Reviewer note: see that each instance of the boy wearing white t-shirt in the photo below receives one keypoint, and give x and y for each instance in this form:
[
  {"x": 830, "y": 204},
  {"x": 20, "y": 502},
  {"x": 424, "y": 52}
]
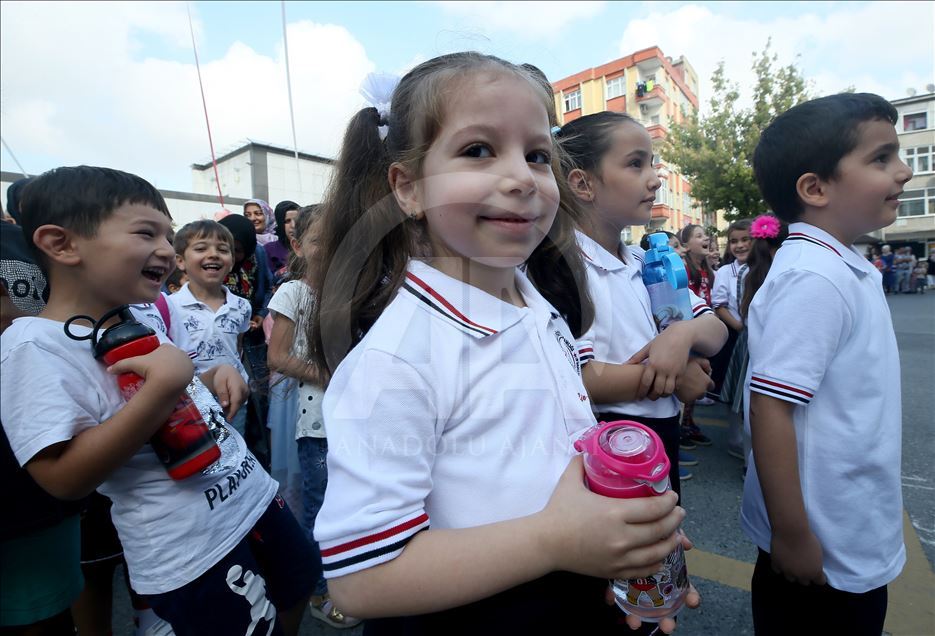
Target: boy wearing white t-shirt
[
  {"x": 216, "y": 552},
  {"x": 207, "y": 320},
  {"x": 822, "y": 499}
]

## WHAT YOU WILL DO
Edit the records above so that every "white t-shirt" becomes "blue t-shirt" and nothing else changes, and leave the pictures out of your answer.

## OUTPUT
Reviewer note: see that each instance of the boy wearing blue t-shirt in the photo below receives one keypoint, and give x and y for each instance in this form:
[
  {"x": 830, "y": 204},
  {"x": 20, "y": 502},
  {"x": 424, "y": 52}
]
Target: boy wearing blue t-shirt
[
  {"x": 216, "y": 552},
  {"x": 207, "y": 320},
  {"x": 822, "y": 499}
]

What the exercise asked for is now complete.